What to produce :: Check each line of the records for "soap"; collect those that have it.
-- Provided records follows --
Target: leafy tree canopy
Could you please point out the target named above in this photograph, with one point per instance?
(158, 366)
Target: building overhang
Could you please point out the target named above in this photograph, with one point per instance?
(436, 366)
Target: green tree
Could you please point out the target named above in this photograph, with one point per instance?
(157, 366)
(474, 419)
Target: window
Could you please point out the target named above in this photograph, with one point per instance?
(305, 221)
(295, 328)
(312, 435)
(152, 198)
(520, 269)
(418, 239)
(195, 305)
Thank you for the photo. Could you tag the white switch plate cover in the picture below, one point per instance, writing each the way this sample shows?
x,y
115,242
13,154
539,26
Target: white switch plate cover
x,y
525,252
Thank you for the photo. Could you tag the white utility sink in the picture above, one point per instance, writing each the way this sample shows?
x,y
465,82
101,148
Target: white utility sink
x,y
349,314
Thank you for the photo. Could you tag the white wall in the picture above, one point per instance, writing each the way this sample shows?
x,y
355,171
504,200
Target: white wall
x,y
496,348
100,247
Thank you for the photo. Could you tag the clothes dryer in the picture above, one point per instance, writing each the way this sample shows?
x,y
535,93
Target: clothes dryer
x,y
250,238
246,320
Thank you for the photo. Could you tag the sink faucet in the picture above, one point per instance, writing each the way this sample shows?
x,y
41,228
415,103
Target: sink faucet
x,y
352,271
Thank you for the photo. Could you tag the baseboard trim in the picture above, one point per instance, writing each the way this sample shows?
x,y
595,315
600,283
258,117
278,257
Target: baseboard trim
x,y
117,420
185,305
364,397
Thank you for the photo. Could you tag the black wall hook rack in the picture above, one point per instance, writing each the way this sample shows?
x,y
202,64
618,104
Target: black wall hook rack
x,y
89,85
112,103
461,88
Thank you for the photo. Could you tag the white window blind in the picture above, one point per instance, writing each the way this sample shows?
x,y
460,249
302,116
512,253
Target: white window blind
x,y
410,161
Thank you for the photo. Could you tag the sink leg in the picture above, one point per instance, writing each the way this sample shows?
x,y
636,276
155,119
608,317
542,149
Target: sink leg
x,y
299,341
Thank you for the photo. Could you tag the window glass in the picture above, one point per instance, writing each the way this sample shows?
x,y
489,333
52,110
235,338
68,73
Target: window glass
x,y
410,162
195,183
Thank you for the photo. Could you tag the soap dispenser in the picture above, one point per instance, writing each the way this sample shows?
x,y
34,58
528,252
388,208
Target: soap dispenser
-- Provided records concluded --
Written reply ::
Thank you for the photo. Could you tag the soap dispenser in the picture above, one point per instance, writing each the way this sample shows?
Target: soap dispenser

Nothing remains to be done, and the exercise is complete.